Stated problem: Extract every entry word for word.

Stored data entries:
....

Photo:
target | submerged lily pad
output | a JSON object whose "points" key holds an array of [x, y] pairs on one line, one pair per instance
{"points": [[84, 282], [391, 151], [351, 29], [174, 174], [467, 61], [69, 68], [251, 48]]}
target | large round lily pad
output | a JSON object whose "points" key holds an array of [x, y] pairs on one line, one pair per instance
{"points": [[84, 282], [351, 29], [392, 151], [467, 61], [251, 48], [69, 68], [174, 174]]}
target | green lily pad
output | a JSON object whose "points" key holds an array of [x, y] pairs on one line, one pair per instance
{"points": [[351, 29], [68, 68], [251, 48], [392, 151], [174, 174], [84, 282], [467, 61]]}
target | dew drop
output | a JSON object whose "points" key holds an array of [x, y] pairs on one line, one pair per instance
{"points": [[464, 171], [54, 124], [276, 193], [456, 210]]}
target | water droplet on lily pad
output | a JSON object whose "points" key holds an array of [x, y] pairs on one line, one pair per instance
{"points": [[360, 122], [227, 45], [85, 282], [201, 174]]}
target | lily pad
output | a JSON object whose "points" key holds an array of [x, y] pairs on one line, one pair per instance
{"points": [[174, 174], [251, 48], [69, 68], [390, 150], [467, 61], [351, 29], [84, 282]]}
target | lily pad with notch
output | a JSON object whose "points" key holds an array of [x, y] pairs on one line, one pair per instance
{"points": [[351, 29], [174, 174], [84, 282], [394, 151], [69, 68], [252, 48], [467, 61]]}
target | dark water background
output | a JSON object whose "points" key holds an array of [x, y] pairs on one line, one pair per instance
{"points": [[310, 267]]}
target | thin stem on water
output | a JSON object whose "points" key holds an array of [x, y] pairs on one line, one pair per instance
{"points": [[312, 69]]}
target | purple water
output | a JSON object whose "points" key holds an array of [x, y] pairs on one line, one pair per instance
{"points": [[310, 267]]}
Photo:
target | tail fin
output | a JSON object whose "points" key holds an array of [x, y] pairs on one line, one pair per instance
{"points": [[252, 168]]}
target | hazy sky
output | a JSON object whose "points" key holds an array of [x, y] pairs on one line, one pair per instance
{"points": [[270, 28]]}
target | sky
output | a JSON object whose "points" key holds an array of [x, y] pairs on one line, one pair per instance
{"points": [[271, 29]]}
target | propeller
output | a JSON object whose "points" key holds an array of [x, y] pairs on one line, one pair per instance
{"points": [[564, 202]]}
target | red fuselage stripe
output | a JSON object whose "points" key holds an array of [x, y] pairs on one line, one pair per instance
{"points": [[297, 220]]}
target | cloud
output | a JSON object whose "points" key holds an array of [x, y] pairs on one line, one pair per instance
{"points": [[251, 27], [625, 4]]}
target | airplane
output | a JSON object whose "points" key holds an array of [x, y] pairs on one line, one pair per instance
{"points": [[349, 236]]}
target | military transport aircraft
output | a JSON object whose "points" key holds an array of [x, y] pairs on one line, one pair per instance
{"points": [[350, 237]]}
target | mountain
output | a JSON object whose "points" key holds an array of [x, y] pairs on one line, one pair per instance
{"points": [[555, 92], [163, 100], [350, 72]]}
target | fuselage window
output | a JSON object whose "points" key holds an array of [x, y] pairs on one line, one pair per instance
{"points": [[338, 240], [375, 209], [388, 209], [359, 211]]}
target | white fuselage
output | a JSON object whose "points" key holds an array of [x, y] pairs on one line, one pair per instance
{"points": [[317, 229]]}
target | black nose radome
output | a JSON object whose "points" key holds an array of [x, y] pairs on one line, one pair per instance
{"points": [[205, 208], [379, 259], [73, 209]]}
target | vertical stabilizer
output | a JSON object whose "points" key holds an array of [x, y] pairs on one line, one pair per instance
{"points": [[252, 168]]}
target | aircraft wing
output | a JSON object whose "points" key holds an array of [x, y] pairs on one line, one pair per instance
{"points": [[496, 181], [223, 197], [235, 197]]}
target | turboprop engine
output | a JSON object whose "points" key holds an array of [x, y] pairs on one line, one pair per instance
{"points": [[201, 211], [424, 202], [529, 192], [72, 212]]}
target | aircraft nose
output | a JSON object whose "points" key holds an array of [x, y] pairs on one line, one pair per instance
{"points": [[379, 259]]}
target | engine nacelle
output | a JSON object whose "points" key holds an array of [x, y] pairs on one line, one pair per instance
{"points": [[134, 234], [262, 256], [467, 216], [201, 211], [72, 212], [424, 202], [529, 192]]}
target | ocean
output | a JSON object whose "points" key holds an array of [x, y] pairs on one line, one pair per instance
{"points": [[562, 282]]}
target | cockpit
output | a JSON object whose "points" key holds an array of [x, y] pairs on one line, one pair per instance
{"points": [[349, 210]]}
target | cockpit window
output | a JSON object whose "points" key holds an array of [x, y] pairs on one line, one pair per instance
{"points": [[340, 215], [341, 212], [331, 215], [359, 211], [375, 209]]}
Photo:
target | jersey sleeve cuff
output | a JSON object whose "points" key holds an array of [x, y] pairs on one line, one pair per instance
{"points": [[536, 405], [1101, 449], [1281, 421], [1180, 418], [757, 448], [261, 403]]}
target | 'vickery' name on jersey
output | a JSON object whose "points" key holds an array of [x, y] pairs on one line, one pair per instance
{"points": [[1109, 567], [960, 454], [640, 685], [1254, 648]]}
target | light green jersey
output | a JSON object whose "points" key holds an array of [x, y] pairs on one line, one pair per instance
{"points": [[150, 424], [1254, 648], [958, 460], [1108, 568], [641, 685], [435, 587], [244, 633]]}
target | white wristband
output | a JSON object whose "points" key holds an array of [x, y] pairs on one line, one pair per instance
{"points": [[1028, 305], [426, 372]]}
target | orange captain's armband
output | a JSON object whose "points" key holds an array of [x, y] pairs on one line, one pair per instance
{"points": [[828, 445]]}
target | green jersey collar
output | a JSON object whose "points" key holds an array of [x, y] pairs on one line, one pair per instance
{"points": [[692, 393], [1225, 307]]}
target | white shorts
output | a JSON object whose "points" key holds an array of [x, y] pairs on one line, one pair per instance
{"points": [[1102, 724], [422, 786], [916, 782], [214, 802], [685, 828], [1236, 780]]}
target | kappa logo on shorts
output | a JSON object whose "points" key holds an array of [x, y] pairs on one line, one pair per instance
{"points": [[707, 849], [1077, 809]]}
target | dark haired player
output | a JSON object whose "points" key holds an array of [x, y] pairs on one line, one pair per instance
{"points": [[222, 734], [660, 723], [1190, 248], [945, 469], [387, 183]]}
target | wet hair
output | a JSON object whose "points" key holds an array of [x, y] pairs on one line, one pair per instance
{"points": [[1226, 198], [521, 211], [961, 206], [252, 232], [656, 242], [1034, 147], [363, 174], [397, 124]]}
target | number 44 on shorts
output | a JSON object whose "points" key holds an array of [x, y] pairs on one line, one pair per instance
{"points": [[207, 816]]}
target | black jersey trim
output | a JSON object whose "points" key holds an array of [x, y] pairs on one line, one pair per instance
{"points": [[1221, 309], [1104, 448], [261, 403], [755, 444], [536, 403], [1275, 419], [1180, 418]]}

....

Task solution:
Photo:
target | submerged lily pad
output | a JSON object whose "points" key holds an array of [x, y] pairs on one line, one pair per instance
{"points": [[84, 282], [391, 151], [351, 29], [174, 174], [467, 61], [69, 68], [251, 48]]}
target | large round lily pad
output | a JSON object whose "points" key holds an array of [x, y] pairs on one line, one pair per instance
{"points": [[84, 282], [351, 29], [392, 151], [467, 61], [251, 48], [69, 68], [174, 174]]}
target | green lily pad
output | a JSON object whose "points" key holds an array of [x, y] pairs on one line, one pair per instance
{"points": [[351, 29], [68, 68], [251, 48], [392, 151], [174, 174], [84, 282], [467, 61]]}
target | dew drop
output | a JSON object whose "points" key holds an array of [x, y] pairs on one line, one pair per instance
{"points": [[464, 171], [54, 124], [276, 193], [456, 210]]}
target | water droplet on lily pad
output | a JSON object whose "points" key holds an array of [x, y] pairs on one line, one pair per instance
{"points": [[360, 122], [227, 45], [85, 282], [201, 174]]}
target | lily pad
output | a JSON object whose "points" key holds an array of [x, y] pairs on one line, one pair per instance
{"points": [[174, 174], [251, 48], [69, 68], [390, 150], [467, 61], [351, 29], [84, 282]]}
target | lily pad with notch
output | a JSON object whose "points" key holds an array of [x, y] pairs on one line, one pair per instance
{"points": [[351, 29], [174, 174], [84, 282], [394, 151], [69, 68], [252, 48], [467, 61]]}
target | dark water background
output | a JSON object whose "points" key holds an array of [x, y] pairs on one line, one pair per instance
{"points": [[310, 267]]}
target | thin stem on water
output | a JSON object whose "points" key holds an array of [x, y] pairs on one line, one pair per instance
{"points": [[312, 69]]}
target | purple water
output | a JSON object whose "points" key holds an array of [x, y] pairs on one line, one pair per instance
{"points": [[310, 267]]}
Photo:
target | tail fin
output | a JSON object whose "points" key holds an array of [x, y] pairs on one line, one pair per instance
{"points": [[252, 168]]}
target | hazy sky
output | a JSON object whose "points" key holds an array of [x, y] pairs on one line, one pair per instance
{"points": [[270, 28]]}
target | sky
output | a JSON object whose "points" key holds an array of [x, y] pairs on one line, one pair per instance
{"points": [[271, 29]]}
target | propeller
output | a JSON object whose "points" key holds an array of [x, y] pairs on one line, one pair per instance
{"points": [[564, 202]]}
target | red fuselage stripe
output | a JSON object whose "points" key holds an array of [x, y] pairs on one line, one pair per instance
{"points": [[297, 220]]}
target | cloud
output | a JSON object whose "points" key holds an array of [x, y] pairs on one line, one pair per instance
{"points": [[251, 27], [625, 4]]}
target | airplane
output | a JSON object whose "points" key holds an array of [x, y] pairs on one line, one pair per instance
{"points": [[349, 236]]}
target | military transport aircraft
output | a JSON object whose "points" key holds an array of [x, y] pairs on one line, one pair per instance
{"points": [[350, 237]]}
target | mountain
output | a JSON object whose "points" key holds an array of [x, y] pairs on one line, one pair per instance
{"points": [[555, 92], [163, 100], [350, 72]]}
target | fuselage window
output | a JSON object whose "points" key holds an array of [x, y] pairs on one line, one pair per instance
{"points": [[338, 240], [375, 209], [388, 209], [359, 211]]}
target | white fuselage
output | a JSON object whose "points" key holds an array of [x, y] pairs on one line, one pair per instance
{"points": [[317, 229]]}
target | black nose radome
output | a JSON object whose "points" key holds an array of [x, y] pairs on one line, one pair per instance
{"points": [[205, 208], [379, 259], [73, 209]]}
target | vertical stabilizer
output | a JSON object whose "points" key holds an array of [x, y] pairs on one line, one pair per instance
{"points": [[252, 168]]}
target | aircraft wing
output | a JSON object whose "points" key holds an array of [x, y] pairs on one line, one pair per instance
{"points": [[496, 181], [223, 197], [235, 197]]}
target | turboprop engine
output | a JSON object whose "points" key holds an array of [x, y] pairs on one line, one pair per instance
{"points": [[201, 211], [424, 202], [529, 192], [72, 212]]}
target | aircraft nose
output | a JSON object whose "points" key holds an array of [x, y] pairs on one line, one pair per instance
{"points": [[379, 259]]}
target | engine nacelle
output | a JSON object whose "points" key holds an array of [x, y] pairs on one line, one pair per instance
{"points": [[134, 234], [262, 256], [467, 216], [201, 211], [72, 212], [424, 202], [529, 192]]}
target | ocean
output | a JSON object whose "points" key holds an array of [x, y] pairs on one line, one pair per instance
{"points": [[562, 282]]}
target | cockpit
output | a JSON object whose "points" key holds an array of [x, y] pairs on one line, one pair per instance
{"points": [[349, 210]]}
target | cockpit window
output | a JSON object whose "points" key holds an array of [x, y] pairs on one line, one pair per instance
{"points": [[340, 215], [341, 212], [331, 215], [359, 211], [375, 209]]}
Photo:
target | jersey sleeve cuff
output | a JSON object whose "points" key holds an array of [x, y] pairs on one line, one pair per instance
{"points": [[536, 405], [1101, 449], [1281, 421], [1180, 418], [757, 448], [261, 403]]}
target | 'vickery' name on jersey
output | a JSON object whose "points" key holds an array of [x, y] pairs on one line, one pair per instance
{"points": [[1109, 567], [960, 454], [640, 685], [1254, 648]]}
target | light green jersey
output | a JSON object whose "points" key holds an array of [x, y] pairs on one line, one pair per instance
{"points": [[150, 424], [1254, 648], [958, 460], [1108, 568], [641, 685], [435, 587], [244, 633]]}
target | white wristband
output | a JSON object whose "points" key holds an array of [x, y] pairs on one line, one pair per instance
{"points": [[1028, 305], [426, 372]]}
target | orange captain's armband
output | a JSON object whose "points" key holds an array of [x, y] pairs on one line, one pair per instance
{"points": [[828, 445]]}
target | green jersey collar
output | a JSON object whose "points" key holds an array of [x, y] pairs on one line, one pair per instance
{"points": [[692, 393], [1225, 307]]}
target | white shorts
output | a JSON object whose "points" key holds an array of [x, y] pairs on one line, one pair per instance
{"points": [[1102, 724], [422, 786], [916, 782], [214, 802], [685, 828], [1236, 780]]}
target | kappa logo on shorts
output | a JSON object whose "points" key holds an array of [x, y] pairs on one line, one pair per instance
{"points": [[707, 849], [1077, 809]]}
target | dark haired player
output | a JSON object whose "points" key holds an array of [x, y] pairs on one line, one pair per instance
{"points": [[222, 734], [660, 723], [1190, 248], [945, 469], [387, 183]]}
target | wet hair
output | a JSON object whose "points" key holds an array of [x, y] pairs on one line, one pair per instance
{"points": [[1226, 198], [521, 211], [961, 206], [252, 232], [656, 242], [1034, 147], [363, 174], [397, 124]]}
target | number 44 on shorts
output | a JSON object whose "points" key holds an array of [x, y] pairs on one line, one pair per instance
{"points": [[207, 816]]}
target | black jersey trim
output | a JSON object whose "points" key holds an array of [x, y] pairs on one line, one pair per instance
{"points": [[1221, 309], [1104, 448], [261, 403], [755, 444], [536, 403], [1275, 419], [1180, 418]]}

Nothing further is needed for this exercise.